## Task statement
Transcribe every line of the material below character for character, leaving nothing out and changing nothing.

## Given information
***
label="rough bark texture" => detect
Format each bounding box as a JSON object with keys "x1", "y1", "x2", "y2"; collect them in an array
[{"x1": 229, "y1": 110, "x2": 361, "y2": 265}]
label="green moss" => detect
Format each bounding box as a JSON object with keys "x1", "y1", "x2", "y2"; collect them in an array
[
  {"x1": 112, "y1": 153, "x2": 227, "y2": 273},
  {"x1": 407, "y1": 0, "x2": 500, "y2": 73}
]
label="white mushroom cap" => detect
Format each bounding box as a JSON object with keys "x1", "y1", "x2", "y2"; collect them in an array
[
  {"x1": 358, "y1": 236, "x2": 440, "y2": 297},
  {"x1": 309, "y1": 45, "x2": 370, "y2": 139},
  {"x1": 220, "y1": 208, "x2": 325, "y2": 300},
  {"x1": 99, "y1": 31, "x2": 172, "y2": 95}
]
***
## Reply
label="rough bark texture" => detect
Format each bounding box as a JSON object with keys "x1", "y1", "x2", "y2"; collect them in an array
[{"x1": 229, "y1": 110, "x2": 361, "y2": 265}]
label="green moss" => detect
Format each bounding box as a JSON object with keys "x1", "y1", "x2", "y2"; collect them in an array
[
  {"x1": 112, "y1": 153, "x2": 227, "y2": 273},
  {"x1": 407, "y1": 0, "x2": 500, "y2": 73}
]
label="white mushroom cap" => detect
Format each bounding box as a JSON object with keys "x1", "y1", "x2", "y2"; collect them in an array
[
  {"x1": 358, "y1": 236, "x2": 440, "y2": 297},
  {"x1": 309, "y1": 45, "x2": 370, "y2": 139},
  {"x1": 220, "y1": 208, "x2": 325, "y2": 300},
  {"x1": 99, "y1": 31, "x2": 172, "y2": 95}
]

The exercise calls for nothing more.